**Record list**:

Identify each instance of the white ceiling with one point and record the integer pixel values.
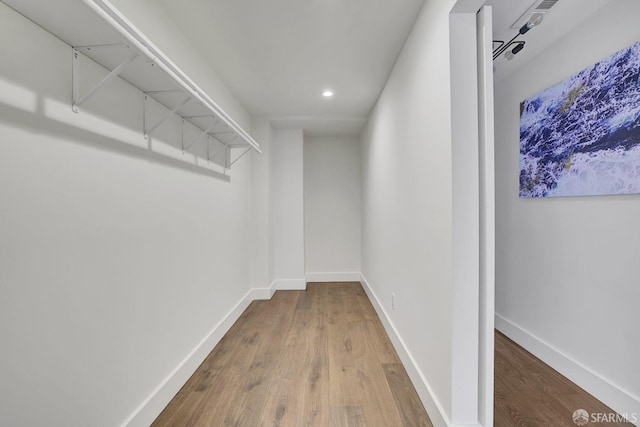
(277, 56)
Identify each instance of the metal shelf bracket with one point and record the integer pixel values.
(78, 100)
(149, 130)
(200, 136)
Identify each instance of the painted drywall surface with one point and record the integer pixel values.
(154, 21)
(332, 211)
(114, 263)
(287, 206)
(407, 199)
(567, 269)
(260, 204)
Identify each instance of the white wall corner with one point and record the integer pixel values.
(431, 403)
(149, 410)
(349, 276)
(617, 399)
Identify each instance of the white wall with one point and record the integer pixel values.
(332, 193)
(408, 210)
(115, 263)
(261, 271)
(567, 268)
(286, 231)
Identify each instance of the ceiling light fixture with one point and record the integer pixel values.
(534, 20)
(513, 52)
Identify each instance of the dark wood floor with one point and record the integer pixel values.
(322, 358)
(305, 358)
(530, 393)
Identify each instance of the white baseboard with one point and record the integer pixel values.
(149, 410)
(431, 403)
(289, 284)
(602, 389)
(334, 277)
(263, 293)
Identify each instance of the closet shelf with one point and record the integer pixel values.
(104, 35)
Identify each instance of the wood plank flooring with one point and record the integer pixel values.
(318, 357)
(530, 393)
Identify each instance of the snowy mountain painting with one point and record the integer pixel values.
(582, 136)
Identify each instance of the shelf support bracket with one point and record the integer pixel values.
(79, 100)
(199, 137)
(239, 157)
(149, 131)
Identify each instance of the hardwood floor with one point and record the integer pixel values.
(321, 358)
(530, 393)
(318, 357)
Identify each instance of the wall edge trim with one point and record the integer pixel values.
(289, 284)
(602, 389)
(431, 403)
(346, 276)
(159, 398)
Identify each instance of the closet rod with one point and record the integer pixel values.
(133, 35)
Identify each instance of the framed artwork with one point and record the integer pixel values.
(582, 136)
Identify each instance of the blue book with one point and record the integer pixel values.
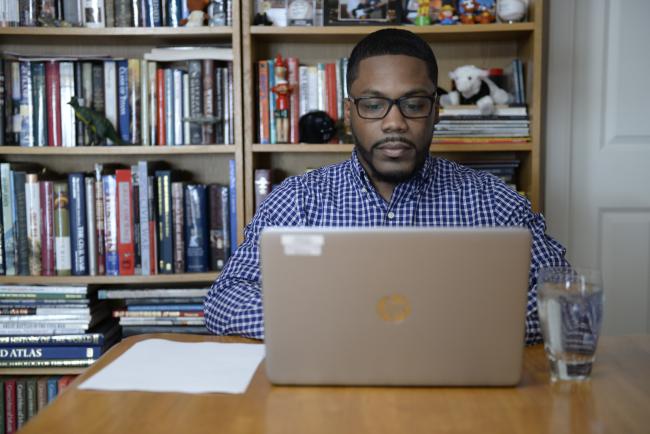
(233, 206)
(157, 307)
(196, 228)
(123, 107)
(49, 352)
(52, 388)
(78, 225)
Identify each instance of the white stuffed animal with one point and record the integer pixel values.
(474, 87)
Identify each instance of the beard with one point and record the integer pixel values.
(394, 176)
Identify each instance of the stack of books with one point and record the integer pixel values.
(53, 326)
(164, 310)
(464, 124)
(24, 397)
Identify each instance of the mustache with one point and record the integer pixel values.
(393, 139)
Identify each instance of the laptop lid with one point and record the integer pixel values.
(395, 306)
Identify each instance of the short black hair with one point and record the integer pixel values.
(391, 41)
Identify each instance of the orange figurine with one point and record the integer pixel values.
(282, 90)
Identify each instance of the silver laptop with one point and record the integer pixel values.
(395, 306)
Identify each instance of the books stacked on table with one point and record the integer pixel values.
(465, 124)
(53, 326)
(162, 310)
(21, 398)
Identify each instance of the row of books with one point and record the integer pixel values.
(108, 13)
(159, 310)
(21, 398)
(312, 87)
(148, 102)
(136, 220)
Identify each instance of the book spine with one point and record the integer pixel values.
(66, 73)
(49, 352)
(123, 13)
(7, 219)
(294, 108)
(33, 212)
(99, 224)
(196, 228)
(125, 247)
(93, 13)
(80, 128)
(178, 213)
(233, 206)
(78, 228)
(47, 228)
(143, 207)
(263, 90)
(26, 105)
(196, 101)
(165, 240)
(208, 101)
(110, 225)
(110, 94)
(39, 104)
(123, 108)
(134, 100)
(63, 255)
(22, 245)
(170, 135)
(91, 224)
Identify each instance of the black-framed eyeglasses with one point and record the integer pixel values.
(411, 107)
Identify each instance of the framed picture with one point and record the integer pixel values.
(362, 12)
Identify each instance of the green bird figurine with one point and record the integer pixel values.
(99, 127)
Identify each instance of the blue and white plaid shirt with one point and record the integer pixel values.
(442, 193)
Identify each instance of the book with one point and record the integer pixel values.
(125, 240)
(196, 228)
(78, 226)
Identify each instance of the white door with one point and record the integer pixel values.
(598, 148)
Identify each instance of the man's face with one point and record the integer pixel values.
(391, 149)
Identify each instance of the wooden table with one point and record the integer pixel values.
(616, 400)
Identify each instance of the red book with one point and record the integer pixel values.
(53, 98)
(160, 113)
(332, 99)
(47, 228)
(125, 245)
(294, 113)
(263, 91)
(10, 406)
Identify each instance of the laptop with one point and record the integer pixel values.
(395, 306)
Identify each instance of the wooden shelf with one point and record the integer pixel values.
(315, 148)
(172, 32)
(110, 280)
(118, 150)
(456, 32)
(41, 371)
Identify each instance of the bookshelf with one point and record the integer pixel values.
(484, 45)
(207, 163)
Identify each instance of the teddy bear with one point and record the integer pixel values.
(473, 86)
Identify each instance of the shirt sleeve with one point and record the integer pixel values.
(233, 305)
(545, 252)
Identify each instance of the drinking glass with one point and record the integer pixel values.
(570, 303)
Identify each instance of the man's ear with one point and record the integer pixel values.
(346, 111)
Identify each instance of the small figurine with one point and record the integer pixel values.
(447, 15)
(282, 89)
(468, 9)
(423, 19)
(197, 13)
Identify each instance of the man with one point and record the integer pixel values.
(390, 180)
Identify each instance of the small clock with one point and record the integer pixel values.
(300, 12)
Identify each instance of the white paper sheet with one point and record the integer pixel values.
(159, 365)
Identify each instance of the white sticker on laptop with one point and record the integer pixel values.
(303, 245)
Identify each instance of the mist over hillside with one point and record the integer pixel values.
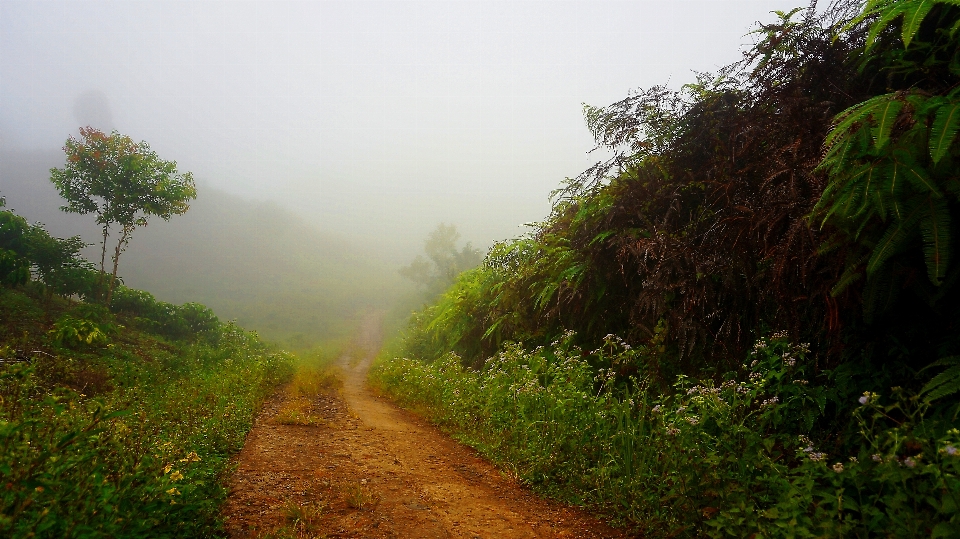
(255, 262)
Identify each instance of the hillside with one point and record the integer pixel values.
(746, 323)
(254, 262)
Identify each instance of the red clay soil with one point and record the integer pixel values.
(409, 479)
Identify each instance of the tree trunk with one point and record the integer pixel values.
(103, 262)
(124, 238)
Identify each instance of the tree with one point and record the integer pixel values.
(445, 262)
(123, 182)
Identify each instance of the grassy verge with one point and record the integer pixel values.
(739, 457)
(110, 431)
(314, 374)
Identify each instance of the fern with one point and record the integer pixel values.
(935, 228)
(944, 130)
(886, 11)
(944, 384)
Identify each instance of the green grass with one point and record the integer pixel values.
(739, 457)
(129, 436)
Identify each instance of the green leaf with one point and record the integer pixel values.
(944, 130)
(944, 384)
(892, 240)
(887, 13)
(884, 119)
(904, 167)
(913, 15)
(935, 229)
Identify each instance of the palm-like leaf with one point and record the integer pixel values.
(946, 383)
(944, 130)
(894, 239)
(935, 229)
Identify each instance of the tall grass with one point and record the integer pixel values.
(125, 438)
(727, 459)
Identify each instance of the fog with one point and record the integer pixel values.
(373, 120)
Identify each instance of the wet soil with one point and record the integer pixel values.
(376, 471)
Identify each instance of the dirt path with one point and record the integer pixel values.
(377, 471)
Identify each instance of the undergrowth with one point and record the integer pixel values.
(734, 458)
(106, 431)
(313, 375)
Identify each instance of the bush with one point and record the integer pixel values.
(143, 460)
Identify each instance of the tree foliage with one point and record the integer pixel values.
(696, 236)
(444, 261)
(123, 183)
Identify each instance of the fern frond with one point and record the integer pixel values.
(884, 118)
(915, 174)
(859, 113)
(944, 384)
(935, 229)
(913, 15)
(945, 127)
(893, 240)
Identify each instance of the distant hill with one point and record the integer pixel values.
(254, 262)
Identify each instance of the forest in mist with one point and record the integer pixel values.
(251, 261)
(739, 318)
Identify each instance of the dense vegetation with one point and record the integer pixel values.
(745, 323)
(119, 421)
(249, 261)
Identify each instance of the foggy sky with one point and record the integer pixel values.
(378, 118)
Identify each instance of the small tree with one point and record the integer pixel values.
(446, 262)
(123, 183)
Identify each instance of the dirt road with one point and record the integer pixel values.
(375, 471)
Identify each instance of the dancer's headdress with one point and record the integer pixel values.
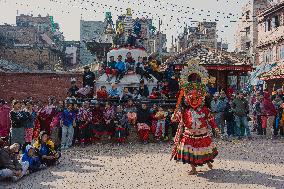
(194, 78)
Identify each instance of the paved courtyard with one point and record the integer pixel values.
(248, 164)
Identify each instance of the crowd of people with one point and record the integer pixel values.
(35, 134)
(242, 113)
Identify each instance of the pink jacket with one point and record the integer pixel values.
(5, 122)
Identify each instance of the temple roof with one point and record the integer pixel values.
(209, 56)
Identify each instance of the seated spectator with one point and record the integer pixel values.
(102, 93)
(110, 68)
(46, 150)
(136, 95)
(120, 68)
(130, 62)
(113, 92)
(155, 94)
(165, 90)
(10, 167)
(173, 87)
(143, 90)
(31, 159)
(140, 69)
(72, 92)
(126, 95)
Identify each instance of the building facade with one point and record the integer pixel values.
(90, 31)
(247, 31)
(205, 33)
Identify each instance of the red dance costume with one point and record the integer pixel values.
(196, 145)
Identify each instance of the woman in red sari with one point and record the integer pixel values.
(193, 143)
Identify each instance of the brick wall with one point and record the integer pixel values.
(30, 57)
(37, 85)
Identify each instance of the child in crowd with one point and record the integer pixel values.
(31, 158)
(161, 121)
(102, 93)
(120, 68)
(85, 117)
(110, 68)
(153, 112)
(143, 122)
(67, 123)
(98, 120)
(131, 111)
(46, 150)
(120, 122)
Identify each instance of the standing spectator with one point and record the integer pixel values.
(258, 114)
(120, 68)
(10, 167)
(120, 122)
(130, 62)
(126, 95)
(5, 122)
(241, 110)
(46, 150)
(102, 93)
(143, 90)
(88, 80)
(46, 115)
(277, 102)
(72, 92)
(110, 68)
(140, 69)
(268, 115)
(31, 159)
(173, 87)
(108, 115)
(30, 123)
(113, 92)
(230, 119)
(279, 93)
(67, 123)
(221, 106)
(18, 119)
(161, 116)
(143, 123)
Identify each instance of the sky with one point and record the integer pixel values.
(173, 14)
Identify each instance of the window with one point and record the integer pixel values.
(248, 45)
(267, 25)
(247, 31)
(275, 22)
(281, 52)
(247, 15)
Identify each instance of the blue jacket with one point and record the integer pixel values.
(121, 66)
(68, 117)
(34, 162)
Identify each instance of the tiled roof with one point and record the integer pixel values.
(7, 66)
(208, 56)
(276, 72)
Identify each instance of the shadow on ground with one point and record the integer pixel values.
(243, 177)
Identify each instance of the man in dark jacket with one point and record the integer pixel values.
(88, 79)
(9, 164)
(241, 110)
(143, 123)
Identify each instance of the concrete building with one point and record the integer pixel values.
(271, 34)
(90, 31)
(247, 31)
(205, 33)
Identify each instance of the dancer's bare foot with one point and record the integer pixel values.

**Given request**:
Would you give again, word for word, every line from the one with "Identify each instance of the sky" through the final line of the listing above?

**Response to the exercise**:
Identify each instance of the sky with one point and record the integer pixel values.
(173, 14)
Identify each instance of the window with one point and record the integer pixel values.
(248, 45)
(267, 25)
(247, 31)
(275, 22)
(281, 52)
(247, 15)
Identify each instance of the blue jacket with one point and record the integer pixel values.
(121, 66)
(68, 117)
(34, 162)
Identify each instance of the tiled roof with one point and record the integer pixel values.
(7, 66)
(208, 56)
(276, 72)
Identify each instance of the shadow on ground with one point and record the integer pixel values.
(243, 177)
Identify each instance of the man in dark jacket with one point and record the integer pixel values.
(88, 79)
(9, 164)
(241, 110)
(143, 123)
Identify each instance of the concrete building with one point and record the integer pixel values.
(271, 34)
(90, 31)
(247, 31)
(205, 33)
Identify each instance of the dancer's bare foot with one point and record the integer pixel values.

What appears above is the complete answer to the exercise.